BEGIN Recorded data

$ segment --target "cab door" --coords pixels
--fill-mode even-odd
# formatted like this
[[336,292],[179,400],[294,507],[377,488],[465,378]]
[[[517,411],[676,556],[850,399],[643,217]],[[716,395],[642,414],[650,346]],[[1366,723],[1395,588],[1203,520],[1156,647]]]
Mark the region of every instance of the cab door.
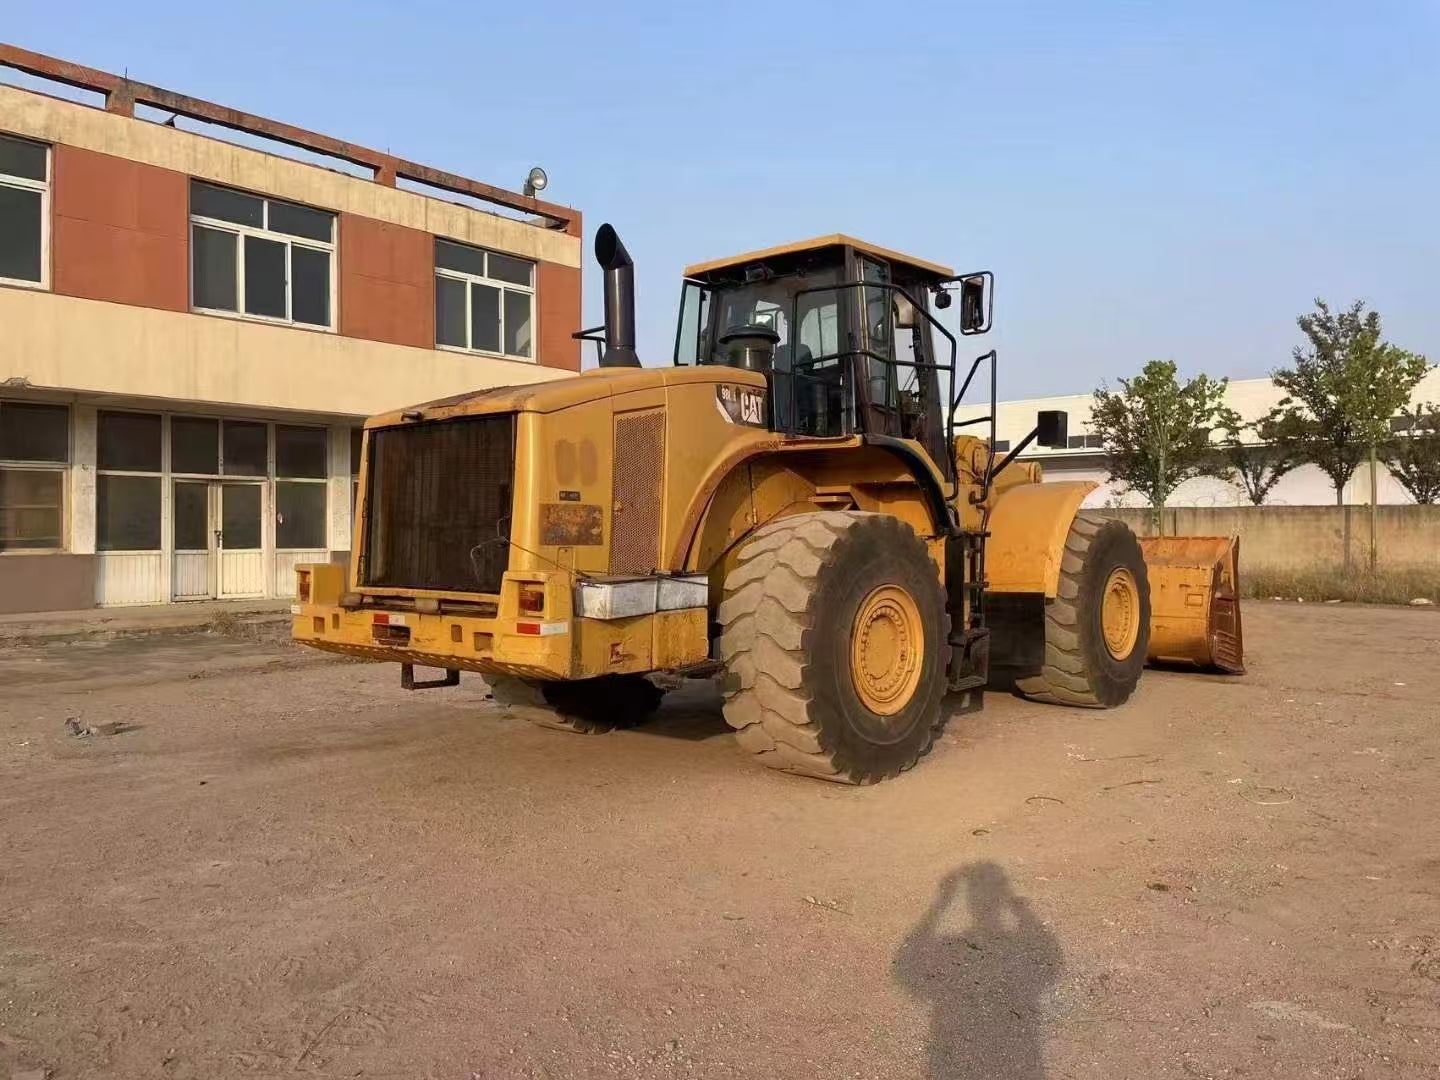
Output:
[[[852,280],[890,283],[890,264],[856,252]],[[864,379],[863,430],[877,435],[900,435],[900,392],[895,372],[895,305],[887,288],[862,287],[855,304],[859,339],[864,354],[857,367]]]

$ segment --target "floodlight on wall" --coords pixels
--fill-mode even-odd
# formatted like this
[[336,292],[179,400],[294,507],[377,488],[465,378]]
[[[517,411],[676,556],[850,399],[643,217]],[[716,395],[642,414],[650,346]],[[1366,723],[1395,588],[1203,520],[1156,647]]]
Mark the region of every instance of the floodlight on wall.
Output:
[[544,191],[545,185],[548,183],[550,183],[550,178],[545,175],[545,170],[539,165],[536,165],[530,170],[530,174],[525,177],[525,194],[533,199],[535,193],[537,191]]

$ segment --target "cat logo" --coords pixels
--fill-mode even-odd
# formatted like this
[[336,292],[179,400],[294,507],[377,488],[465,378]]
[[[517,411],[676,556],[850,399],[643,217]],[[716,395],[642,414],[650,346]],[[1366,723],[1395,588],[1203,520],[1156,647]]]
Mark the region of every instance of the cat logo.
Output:
[[764,390],[721,383],[715,388],[715,405],[732,424],[759,428],[769,426],[765,416]]

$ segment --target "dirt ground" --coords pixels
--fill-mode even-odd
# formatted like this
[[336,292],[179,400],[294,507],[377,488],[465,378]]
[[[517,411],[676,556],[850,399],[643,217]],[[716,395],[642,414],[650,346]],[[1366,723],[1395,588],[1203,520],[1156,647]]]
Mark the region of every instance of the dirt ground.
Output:
[[990,695],[865,789],[708,687],[582,737],[285,644],[0,653],[0,1077],[1433,1077],[1440,614],[1246,618],[1246,677]]

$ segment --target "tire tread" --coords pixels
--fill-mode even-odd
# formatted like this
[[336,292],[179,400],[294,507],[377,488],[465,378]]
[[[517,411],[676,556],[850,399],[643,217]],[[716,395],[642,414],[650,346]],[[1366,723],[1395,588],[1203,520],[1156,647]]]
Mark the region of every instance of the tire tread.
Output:
[[[1080,596],[1090,549],[1107,528],[1116,522],[1077,514],[1065,537],[1060,560],[1060,582],[1054,600],[1045,605],[1045,663],[1040,671],[1015,680],[1015,689],[1032,701],[1087,709],[1109,708],[1092,679],[1080,634]],[[1128,528],[1120,525],[1119,528]],[[1143,563],[1142,563],[1143,565]],[[1142,616],[1148,618],[1148,587]],[[1136,647],[1143,648],[1145,635]],[[1128,695],[1127,695],[1128,696]]]
[[[824,571],[851,530],[865,525],[890,529],[896,545],[911,545],[929,558],[914,530],[898,518],[863,511],[833,510],[780,518],[757,529],[740,549],[739,563],[725,582],[717,618],[725,720],[740,747],[762,765],[822,780],[865,783],[894,776],[914,764],[874,775],[827,750],[813,698],[805,688],[806,636],[816,623],[815,594]],[[912,552],[913,554],[913,552]],[[948,651],[949,626],[939,627]],[[942,656],[942,660],[944,657]],[[943,671],[943,665],[941,670]],[[927,729],[927,753],[940,722]]]

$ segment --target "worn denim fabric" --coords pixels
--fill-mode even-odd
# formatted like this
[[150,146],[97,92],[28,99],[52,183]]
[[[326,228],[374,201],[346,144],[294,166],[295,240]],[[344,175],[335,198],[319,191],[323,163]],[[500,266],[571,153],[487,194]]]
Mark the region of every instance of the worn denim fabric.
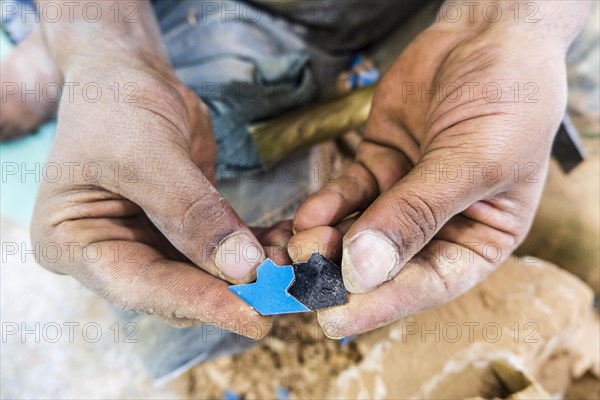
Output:
[[250,123],[331,97],[337,74],[352,56],[389,33],[418,2],[156,0],[154,5],[177,75],[211,111],[217,163],[251,168],[260,167],[261,160]]

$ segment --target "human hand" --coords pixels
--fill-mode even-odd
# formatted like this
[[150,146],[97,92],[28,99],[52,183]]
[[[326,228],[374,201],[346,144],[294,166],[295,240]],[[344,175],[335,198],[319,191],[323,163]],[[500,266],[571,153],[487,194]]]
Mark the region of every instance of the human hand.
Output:
[[45,90],[44,96],[28,96],[24,91],[36,84],[45,89],[62,84],[39,26],[0,62],[0,83],[0,141],[27,134],[56,116],[56,92]]
[[329,336],[450,301],[524,238],[566,105],[569,39],[541,29],[439,22],[379,83],[356,162],[288,245],[294,261],[342,253],[352,294],[319,312]]
[[[46,164],[61,174],[42,182],[31,228],[40,263],[124,309],[265,335],[271,320],[225,282],[251,281],[266,254],[212,185],[215,141],[204,104],[174,74],[146,65],[65,76],[102,95],[91,102],[95,94],[86,100],[73,90],[61,99]],[[261,238],[277,242],[275,228]],[[40,250],[49,246],[60,257]]]

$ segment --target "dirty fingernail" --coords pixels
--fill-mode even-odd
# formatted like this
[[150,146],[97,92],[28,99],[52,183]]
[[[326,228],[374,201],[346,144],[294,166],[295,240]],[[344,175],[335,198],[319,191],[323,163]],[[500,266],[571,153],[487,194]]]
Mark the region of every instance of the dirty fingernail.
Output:
[[380,233],[359,233],[344,242],[342,254],[344,285],[351,293],[370,292],[399,269],[396,246]]
[[214,255],[219,272],[234,282],[252,280],[256,267],[264,259],[263,248],[245,233],[233,233],[227,236],[219,244]]

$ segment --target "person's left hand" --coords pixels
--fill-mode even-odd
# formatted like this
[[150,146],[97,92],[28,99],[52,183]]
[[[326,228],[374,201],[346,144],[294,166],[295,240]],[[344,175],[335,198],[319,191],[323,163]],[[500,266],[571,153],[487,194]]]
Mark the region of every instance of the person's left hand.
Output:
[[329,336],[444,304],[516,248],[565,110],[567,45],[437,23],[403,52],[379,84],[356,162],[295,216],[294,261],[335,258],[349,228],[352,294],[319,312]]

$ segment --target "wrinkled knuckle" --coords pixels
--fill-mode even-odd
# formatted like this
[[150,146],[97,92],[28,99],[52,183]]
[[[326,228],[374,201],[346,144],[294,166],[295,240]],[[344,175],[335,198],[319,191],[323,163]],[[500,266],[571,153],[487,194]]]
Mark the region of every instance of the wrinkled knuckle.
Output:
[[[491,271],[491,266],[478,265],[473,269],[472,262],[461,259],[458,262],[446,260],[443,257],[425,261],[433,272],[434,289],[429,291],[428,308],[446,304],[475,286]],[[468,274],[460,271],[469,271]],[[462,277],[461,277],[462,276]],[[460,277],[460,278],[459,278]]]
[[50,272],[65,273],[65,255],[69,254],[69,245],[74,242],[71,225],[62,223],[56,227],[47,224],[32,226],[31,246],[35,261]]
[[184,206],[181,217],[173,227],[179,235],[189,235],[199,227],[206,225],[207,220],[220,221],[225,217],[221,201],[215,201],[208,193],[196,194],[195,199]]
[[48,238],[59,243],[67,243],[74,241],[76,236],[74,224],[71,221],[64,221],[52,228]]
[[155,300],[149,296],[148,291],[141,287],[121,285],[114,281],[112,284],[106,284],[93,274],[86,276],[85,280],[86,282],[82,283],[121,310],[147,315],[162,315],[160,308],[156,307]]
[[395,204],[396,215],[412,237],[410,243],[425,244],[441,227],[442,216],[435,206],[416,194],[398,197]]
[[326,194],[328,196],[332,196],[335,198],[333,201],[335,204],[340,204],[342,208],[347,208],[350,205],[350,201],[348,197],[339,190],[339,186],[337,184],[331,183],[327,184],[321,189],[320,194]]
[[223,315],[227,304],[223,302],[220,295],[220,282],[210,280],[190,288],[185,297],[176,300],[179,306],[173,309],[165,316],[169,318],[195,319],[203,322],[211,322],[216,318],[213,315]]

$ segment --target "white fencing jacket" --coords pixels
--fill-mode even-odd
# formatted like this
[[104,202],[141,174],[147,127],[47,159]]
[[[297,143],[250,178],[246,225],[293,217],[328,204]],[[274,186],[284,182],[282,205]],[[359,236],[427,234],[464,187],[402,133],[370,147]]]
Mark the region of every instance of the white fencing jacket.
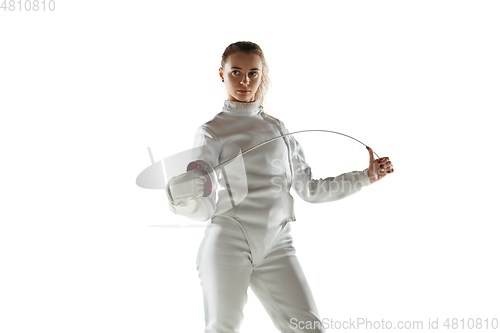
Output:
[[[222,112],[197,129],[193,146],[206,146],[199,156],[193,156],[193,160],[201,159],[216,166],[235,155],[234,149],[225,149],[228,143],[236,144],[241,151],[245,151],[288,133],[283,122],[262,110],[258,99],[251,103],[225,100]],[[371,184],[368,169],[313,179],[304,152],[293,135],[258,147],[241,158],[244,161],[248,193],[239,204],[227,209],[227,205],[231,205],[231,198],[228,189],[223,186],[224,182],[219,182],[219,186],[224,189],[219,192],[217,202],[216,191],[213,191],[208,197],[177,206],[169,202],[169,207],[175,214],[196,221],[226,218],[238,222],[251,248],[257,252],[258,249],[265,251],[281,228],[287,222],[295,221],[290,188],[307,202],[321,203],[345,198]],[[220,170],[218,177],[222,180]],[[218,207],[222,206],[226,208],[222,212],[218,211]]]

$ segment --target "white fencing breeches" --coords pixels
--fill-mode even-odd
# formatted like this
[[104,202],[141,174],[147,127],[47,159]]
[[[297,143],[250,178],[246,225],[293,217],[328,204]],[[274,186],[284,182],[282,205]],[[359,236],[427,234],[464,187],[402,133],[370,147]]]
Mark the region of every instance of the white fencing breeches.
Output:
[[[295,256],[289,223],[283,226],[266,256],[253,262],[240,224],[225,217],[213,219],[205,231],[196,262],[203,290],[205,333],[239,332],[248,286],[280,332],[325,332]],[[317,325],[315,329],[300,329],[294,325],[299,322]]]

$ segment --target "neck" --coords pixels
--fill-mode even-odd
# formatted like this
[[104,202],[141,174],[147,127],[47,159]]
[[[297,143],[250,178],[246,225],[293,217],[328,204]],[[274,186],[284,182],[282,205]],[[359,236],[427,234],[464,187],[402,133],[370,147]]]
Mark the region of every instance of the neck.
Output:
[[263,107],[260,105],[259,99],[253,102],[240,102],[226,99],[223,107],[223,111],[235,115],[254,115],[258,114],[262,109]]

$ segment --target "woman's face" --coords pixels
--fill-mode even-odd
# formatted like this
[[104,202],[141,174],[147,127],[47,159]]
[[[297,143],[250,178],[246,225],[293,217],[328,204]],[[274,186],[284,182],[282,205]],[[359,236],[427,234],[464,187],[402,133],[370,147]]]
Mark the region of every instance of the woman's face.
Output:
[[250,103],[262,82],[262,61],[256,54],[236,52],[231,54],[224,68],[219,68],[230,101]]

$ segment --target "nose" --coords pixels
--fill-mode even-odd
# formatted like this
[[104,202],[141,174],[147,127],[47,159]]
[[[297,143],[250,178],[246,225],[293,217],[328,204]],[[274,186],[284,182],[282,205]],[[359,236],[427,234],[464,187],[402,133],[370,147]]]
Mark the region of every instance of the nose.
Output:
[[245,86],[248,85],[250,83],[250,78],[248,77],[248,75],[243,76],[240,83]]

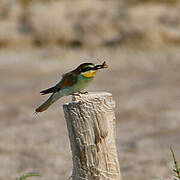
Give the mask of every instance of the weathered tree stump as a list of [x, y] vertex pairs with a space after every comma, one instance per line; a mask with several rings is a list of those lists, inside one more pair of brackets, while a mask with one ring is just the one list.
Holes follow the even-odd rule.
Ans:
[[115, 145], [115, 102], [106, 92], [73, 96], [64, 104], [73, 180], [121, 180]]

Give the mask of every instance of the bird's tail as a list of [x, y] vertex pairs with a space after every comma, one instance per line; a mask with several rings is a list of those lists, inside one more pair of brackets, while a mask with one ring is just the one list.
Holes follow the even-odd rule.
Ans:
[[52, 94], [43, 104], [41, 104], [35, 111], [36, 113], [38, 112], [43, 112], [46, 109], [49, 108], [51, 104], [53, 104], [55, 101], [57, 101], [62, 95], [60, 93], [54, 93]]

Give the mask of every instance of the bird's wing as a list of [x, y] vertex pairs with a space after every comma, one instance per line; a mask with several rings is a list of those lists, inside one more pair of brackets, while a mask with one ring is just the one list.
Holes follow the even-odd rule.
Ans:
[[45, 89], [45, 90], [43, 90], [43, 91], [40, 91], [40, 93], [41, 93], [41, 95], [45, 95], [45, 94], [49, 94], [49, 93], [54, 93], [54, 92], [56, 92], [56, 91], [57, 91], [57, 90], [56, 90], [56, 87], [53, 86], [53, 87], [50, 87], [50, 88]]
[[59, 83], [57, 83], [55, 86], [45, 89], [45, 90], [41, 91], [40, 93], [41, 93], [41, 95], [55, 93], [65, 87], [72, 86], [76, 82], [77, 82], [77, 75], [75, 75], [72, 72], [69, 72], [69, 73], [64, 74], [62, 76], [62, 80]]
[[66, 73], [62, 76], [62, 80], [56, 85], [57, 88], [63, 89], [72, 86], [77, 82], [77, 75], [73, 72]]

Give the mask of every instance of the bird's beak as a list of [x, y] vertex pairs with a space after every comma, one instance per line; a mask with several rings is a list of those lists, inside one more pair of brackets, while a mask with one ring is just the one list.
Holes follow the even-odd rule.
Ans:
[[101, 65], [96, 65], [93, 69], [94, 70], [99, 70], [99, 69], [104, 69], [107, 68], [108, 65], [106, 64], [106, 61], [104, 61]]

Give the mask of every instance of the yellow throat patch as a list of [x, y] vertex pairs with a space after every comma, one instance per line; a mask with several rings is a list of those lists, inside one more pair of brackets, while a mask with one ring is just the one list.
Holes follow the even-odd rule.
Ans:
[[93, 78], [97, 73], [97, 70], [90, 70], [88, 72], [83, 72], [81, 75], [88, 77], [88, 78]]

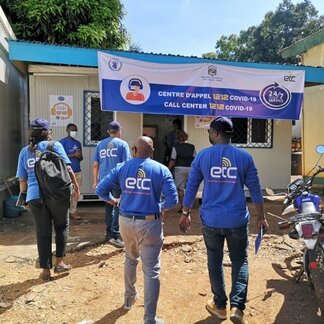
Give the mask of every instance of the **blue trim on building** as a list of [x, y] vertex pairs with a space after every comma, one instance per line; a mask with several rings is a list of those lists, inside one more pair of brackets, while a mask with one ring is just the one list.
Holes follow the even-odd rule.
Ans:
[[324, 68], [307, 67], [297, 65], [280, 65], [273, 63], [250, 63], [235, 61], [209, 60], [199, 57], [186, 57], [164, 54], [148, 54], [125, 51], [108, 51], [95, 48], [74, 46], [51, 45], [9, 40], [9, 59], [28, 63], [59, 64], [98, 67], [97, 52], [103, 51], [112, 55], [119, 55], [130, 59], [136, 59], [154, 63], [214, 63], [230, 66], [258, 68], [267, 70], [304, 70], [305, 82], [324, 83]]

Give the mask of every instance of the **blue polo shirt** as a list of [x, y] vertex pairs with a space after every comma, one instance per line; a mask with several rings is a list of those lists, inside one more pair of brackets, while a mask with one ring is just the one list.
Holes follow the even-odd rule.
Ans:
[[131, 158], [128, 144], [117, 137], [107, 137], [98, 143], [93, 160], [99, 163], [99, 181], [118, 163]]
[[250, 215], [244, 194], [249, 189], [254, 203], [263, 197], [252, 156], [230, 144], [216, 144], [198, 153], [191, 164], [184, 207], [191, 207], [200, 183], [204, 181], [200, 217], [209, 227], [236, 228]]
[[[116, 186], [122, 190], [120, 212], [145, 216], [160, 213], [178, 203], [177, 189], [169, 169], [151, 159], [134, 158], [118, 164], [99, 182], [96, 193], [104, 201]], [[164, 200], [162, 201], [162, 196]]]
[[[68, 136], [64, 137], [60, 140], [60, 143], [63, 145], [64, 150], [68, 156], [74, 154], [76, 151], [82, 151], [81, 143], [74, 138], [70, 138]], [[71, 167], [72, 167], [73, 172], [80, 172], [81, 171], [81, 166], [80, 166], [81, 161], [77, 157], [72, 157], [69, 159], [71, 161]]]
[[[39, 142], [36, 145], [36, 150], [32, 153], [29, 145], [25, 146], [19, 153], [17, 178], [27, 179], [27, 198], [26, 202], [40, 198], [38, 181], [35, 174], [35, 162], [39, 159], [42, 152], [45, 151], [48, 141]], [[54, 142], [53, 151], [59, 154], [66, 164], [71, 164], [67, 157], [64, 148], [60, 142]]]

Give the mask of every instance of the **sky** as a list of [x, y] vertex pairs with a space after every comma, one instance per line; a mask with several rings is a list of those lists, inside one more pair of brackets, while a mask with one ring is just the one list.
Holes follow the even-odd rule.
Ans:
[[[280, 0], [121, 0], [123, 23], [143, 52], [201, 57], [221, 36], [259, 25]], [[300, 3], [301, 0], [292, 0]], [[324, 0], [311, 0], [324, 15]]]

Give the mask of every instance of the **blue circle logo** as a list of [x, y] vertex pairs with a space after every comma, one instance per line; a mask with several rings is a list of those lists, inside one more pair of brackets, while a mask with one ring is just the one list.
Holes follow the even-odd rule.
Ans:
[[141, 105], [151, 95], [148, 81], [141, 75], [129, 75], [120, 84], [122, 97], [131, 105]]
[[266, 107], [274, 110], [285, 108], [291, 101], [290, 91], [277, 82], [262, 89], [259, 97]]
[[116, 58], [109, 60], [109, 68], [112, 71], [119, 71], [122, 67], [122, 62]]

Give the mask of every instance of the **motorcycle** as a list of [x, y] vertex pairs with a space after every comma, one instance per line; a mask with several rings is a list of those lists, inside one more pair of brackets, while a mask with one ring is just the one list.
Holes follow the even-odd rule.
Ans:
[[[293, 211], [295, 214], [279, 222], [278, 227], [282, 230], [289, 228], [288, 235], [291, 239], [303, 240], [303, 261], [296, 282], [299, 282], [305, 273], [308, 284], [315, 290], [319, 306], [324, 313], [324, 211], [320, 210], [319, 196], [311, 193], [315, 177], [324, 172], [324, 168], [318, 164], [324, 154], [324, 145], [318, 145], [316, 152], [321, 156], [310, 171], [317, 169], [313, 175], [306, 181], [296, 179], [288, 185], [283, 201], [286, 208], [282, 215]], [[283, 194], [275, 194], [271, 188], [266, 188], [266, 192], [270, 196]]]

END Recorded data

- [Task statement] Give again, word for word, every line of the listing above from the one with "Mark the region of every instance of the dirty" to the one with "Mark the region of every instance of the wrinkled", both inclusive, and nothing beyond them.

- [Response]
Mark the region of every instance of the dirty fingernail.
Output:
[[380,233],[359,233],[344,242],[342,254],[344,285],[351,293],[370,292],[399,269],[396,246]]
[[214,255],[219,272],[234,282],[252,280],[256,267],[264,259],[263,248],[245,233],[233,233],[227,236],[219,244]]

$ segment --target "person's left hand" --coords pixels
--fill-mode even-odd
# formatted like this
[[150,146],[97,92],[28,99],[52,183]]
[[[326,228],[374,201],[346,144],[294,166],[295,240]],[[344,175],[335,198],[319,191],[323,163]],[[500,266],[571,153],[487,194]]]
Mark the region of every instance of the person's left hand.
Output:
[[329,336],[444,304],[516,248],[565,110],[567,45],[437,23],[403,52],[379,84],[356,162],[295,216],[294,261],[335,258],[349,228],[352,294],[319,312]]

$ segment --target "wrinkled knuckle" --coords pixels
--fill-mode even-odd
# formatted like this
[[150,146],[97,92],[28,99],[52,183]]
[[[326,228],[374,201],[346,144],[294,166],[295,240]],[[344,175],[335,198],[319,191],[323,163]],[[500,266],[571,153],[487,194]]]
Mark the region of every instance of the wrinkled knuckle.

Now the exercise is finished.